Excerpt to read: Begin
DIMACS is very proud for the achievements of the 2019 DIMACS REU students during their summer research experience. This page includes the abstracts of the final papers that the students submitted to the program, summarizing their summer research.
Abstract: Traditionally coding has been associated with error correction of data that has been transmitted across a noisy channel. Recently coding has been applied to increased fault tolerance for distributed storage systems. Data storage is extremely important to companies such as Amazon and Google who wish to deliver content efficiently and in a timely manner.However, an aspect that is often neglected is understanding how many users that the system can support. This is the goal of the service capacity problem. The problem has been studied in a continuous setting, however, our goal is to study some of the connections of the service capacity problem to problems in graph theory and combinatorial optimization. Overall these connections may be able to give us insight into a codes' load-balancing properties in distributed storage systems.
Abstract: Ephemeral messaging is messaging to a public phone number or email account, where all messages are publicly displayed on a website but disappear after a short period of time. We have collected and analyzed over 200,000 text and email messages to explore the uses of ephemeral messages and the security and privacy issues that they present. Unlike private and permanent messages, very few ephemeral messages are part of personal conversations, and most of them contain codes to verify accounts. From these messages, we find that many companies may have a bug or bias in their random number generator, leading to their reuse of verification codes. We also find that many messages contain very specific and personal information that strangers may use to conduct social engineering or access personal, private accounts.
Abstract: Graphs are everywhere and are growing increasingly compact with data. Understanding the data found within requires a summarization process to dwindle the information down to a human digestible amount. When summarizing text, translating how humans build connections and realize the semantic meaning of phrases to a computer is far from trivial. Some methods involve computing scores for each word based on how often they occur in a given text and computing word vectors to determine similarity between words. However, none of these processes by themselves work well to accurately summarize text. The result of my process shows that combining techniques can produce promising summarized representations of information. These results demonstrate the potential that finding the perfect combination of techniques has. I anticipate my process to be a starting point for more sophisticated combinations of methods to develop.
Excerpt to read: End
Supplied material: Begin
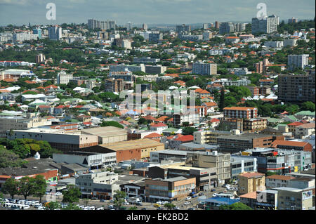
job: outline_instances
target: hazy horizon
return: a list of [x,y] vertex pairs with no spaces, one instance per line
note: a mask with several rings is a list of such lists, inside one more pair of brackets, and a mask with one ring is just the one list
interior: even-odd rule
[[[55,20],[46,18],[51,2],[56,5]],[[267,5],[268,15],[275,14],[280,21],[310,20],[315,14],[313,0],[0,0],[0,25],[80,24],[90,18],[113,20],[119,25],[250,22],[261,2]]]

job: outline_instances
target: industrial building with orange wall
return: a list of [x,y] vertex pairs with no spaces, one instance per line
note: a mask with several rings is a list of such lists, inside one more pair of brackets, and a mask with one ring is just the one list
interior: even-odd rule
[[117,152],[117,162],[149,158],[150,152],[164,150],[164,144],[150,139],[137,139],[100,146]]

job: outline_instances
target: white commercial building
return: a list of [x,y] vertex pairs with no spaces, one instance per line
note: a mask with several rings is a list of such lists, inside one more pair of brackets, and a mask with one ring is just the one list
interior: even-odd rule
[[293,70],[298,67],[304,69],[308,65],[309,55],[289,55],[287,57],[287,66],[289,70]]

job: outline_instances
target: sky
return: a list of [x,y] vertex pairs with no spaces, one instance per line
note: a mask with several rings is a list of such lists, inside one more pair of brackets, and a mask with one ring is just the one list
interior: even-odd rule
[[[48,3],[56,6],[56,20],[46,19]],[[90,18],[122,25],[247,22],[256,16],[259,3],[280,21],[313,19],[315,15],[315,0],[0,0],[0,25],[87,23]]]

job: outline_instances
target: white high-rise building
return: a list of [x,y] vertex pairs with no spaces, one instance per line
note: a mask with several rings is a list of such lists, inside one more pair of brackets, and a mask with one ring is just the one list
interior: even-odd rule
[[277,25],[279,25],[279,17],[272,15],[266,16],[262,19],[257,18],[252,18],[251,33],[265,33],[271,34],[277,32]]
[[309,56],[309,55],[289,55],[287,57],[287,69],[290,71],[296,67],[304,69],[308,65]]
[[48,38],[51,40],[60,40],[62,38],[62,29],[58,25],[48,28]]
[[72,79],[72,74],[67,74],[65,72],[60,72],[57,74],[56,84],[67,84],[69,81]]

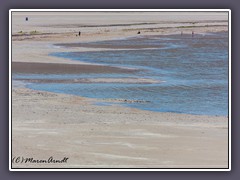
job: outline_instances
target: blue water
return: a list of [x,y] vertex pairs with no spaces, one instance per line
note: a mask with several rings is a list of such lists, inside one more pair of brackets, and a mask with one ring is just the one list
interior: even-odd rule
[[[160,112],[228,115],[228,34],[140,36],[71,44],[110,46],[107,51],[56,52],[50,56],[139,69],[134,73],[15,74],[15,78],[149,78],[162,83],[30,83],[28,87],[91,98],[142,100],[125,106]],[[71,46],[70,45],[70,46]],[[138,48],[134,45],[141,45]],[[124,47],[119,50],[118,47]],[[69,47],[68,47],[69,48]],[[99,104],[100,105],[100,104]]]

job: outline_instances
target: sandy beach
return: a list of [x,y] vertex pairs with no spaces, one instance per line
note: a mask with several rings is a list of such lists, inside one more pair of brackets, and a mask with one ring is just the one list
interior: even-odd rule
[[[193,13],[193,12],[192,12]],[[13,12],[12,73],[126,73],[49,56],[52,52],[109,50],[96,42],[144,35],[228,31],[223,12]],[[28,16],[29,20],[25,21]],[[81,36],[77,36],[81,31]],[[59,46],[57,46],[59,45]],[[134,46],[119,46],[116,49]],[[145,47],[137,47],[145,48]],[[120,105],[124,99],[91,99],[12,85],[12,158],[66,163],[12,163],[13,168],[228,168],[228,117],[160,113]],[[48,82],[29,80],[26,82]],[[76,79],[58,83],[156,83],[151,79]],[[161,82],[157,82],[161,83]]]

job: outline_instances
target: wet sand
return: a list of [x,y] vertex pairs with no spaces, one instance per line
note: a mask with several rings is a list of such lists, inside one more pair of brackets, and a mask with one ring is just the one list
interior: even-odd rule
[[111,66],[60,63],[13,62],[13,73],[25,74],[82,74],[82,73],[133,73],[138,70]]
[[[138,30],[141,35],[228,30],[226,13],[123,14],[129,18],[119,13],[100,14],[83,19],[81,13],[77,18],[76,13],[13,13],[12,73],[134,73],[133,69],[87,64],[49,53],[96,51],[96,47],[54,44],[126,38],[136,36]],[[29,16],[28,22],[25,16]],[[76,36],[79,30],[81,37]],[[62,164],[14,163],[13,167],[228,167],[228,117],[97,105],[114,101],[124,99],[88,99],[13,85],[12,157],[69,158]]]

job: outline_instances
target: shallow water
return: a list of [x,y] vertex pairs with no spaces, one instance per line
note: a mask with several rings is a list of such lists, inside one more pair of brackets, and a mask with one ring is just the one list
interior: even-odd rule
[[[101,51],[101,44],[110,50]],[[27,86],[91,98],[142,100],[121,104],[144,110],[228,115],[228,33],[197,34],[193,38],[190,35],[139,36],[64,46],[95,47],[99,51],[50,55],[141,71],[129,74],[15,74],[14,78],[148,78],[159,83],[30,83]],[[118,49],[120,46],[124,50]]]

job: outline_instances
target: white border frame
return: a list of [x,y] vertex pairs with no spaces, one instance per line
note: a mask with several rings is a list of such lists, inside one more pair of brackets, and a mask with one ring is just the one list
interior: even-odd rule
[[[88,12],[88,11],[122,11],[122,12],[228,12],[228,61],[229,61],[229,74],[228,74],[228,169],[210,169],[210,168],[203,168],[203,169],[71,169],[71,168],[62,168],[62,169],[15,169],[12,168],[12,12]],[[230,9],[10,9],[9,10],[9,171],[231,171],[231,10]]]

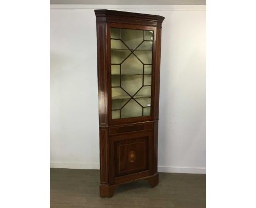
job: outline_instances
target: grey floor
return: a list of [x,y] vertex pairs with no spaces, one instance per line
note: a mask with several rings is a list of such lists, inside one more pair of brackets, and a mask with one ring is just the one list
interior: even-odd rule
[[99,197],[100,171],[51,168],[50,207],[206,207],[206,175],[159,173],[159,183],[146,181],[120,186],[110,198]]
Supplied material: End
Exercise requirements =>
1 - According to the page of 2019 DIMACS REU abstracts, what do most ephemeral messages contain?
2 - Continue the page of 2019 DIMACS REU abstracts from where it stops.

Answers to the tasks =>
1 - Codes to verify accounts.

2 -
Abstract: During pancreatic tumor progression, tumor cells typically disseminate from the primary site to other organs including the liver. These disseminated tumor cells may remain dormant for months, years, or decades before entering metastasis. Single cell research on dormant tumor cells and tumor cells can uncover how gene expression and copy numbers vary within these cell populations. While comparing single cells for both pancreatic tumor and dormant liver cells, two distinct clusters/cell types were distinguished. One cluster consisted of tumor cells, and some dormant tumor cells mixed in. These dormant tumor cells are most likely tumor-like cells. The other cluster identified only consisted of dormant tumor cells which means it may be a group of normal cells or a subpopulation of tumor cells. In addition a copy number analysis was ran for each sample, and showed that in comparison to a reference genome, both the tumor and dormant cells did not have many differences in copy numbers. These results demonstrate that the tumor and dormant tumor cells are very similar in gene expression, and additional analysis is needed on the small changes in gene expression that account for their differences. Furthermore, if specific genes expressed are responsible for the dormancy of a tumor, anti-cancer drugs can be developed that regulate the gene expression of a tumor cell to look like that of a dormant cell.
Abstract: Ribosomes are present in all cells, and are the site of protein synthesis. These molecules are therefore crucial to all biological functions in which proteins play a role. The structures of ribosomes from many organisms have been solved to a high resolution, giving a near complete description of their complex geometry. However, the functions of many regions of the ribosome remain unknown, as does the relationship between structure and function of certain regions. We study the geometry of a motif found near the point at which peptides exit the ribosome. In particular, we study the writhing number of this motif, and we show that this region of the ribosome differs between prokaryotes and eukaryotes, as well as between different species.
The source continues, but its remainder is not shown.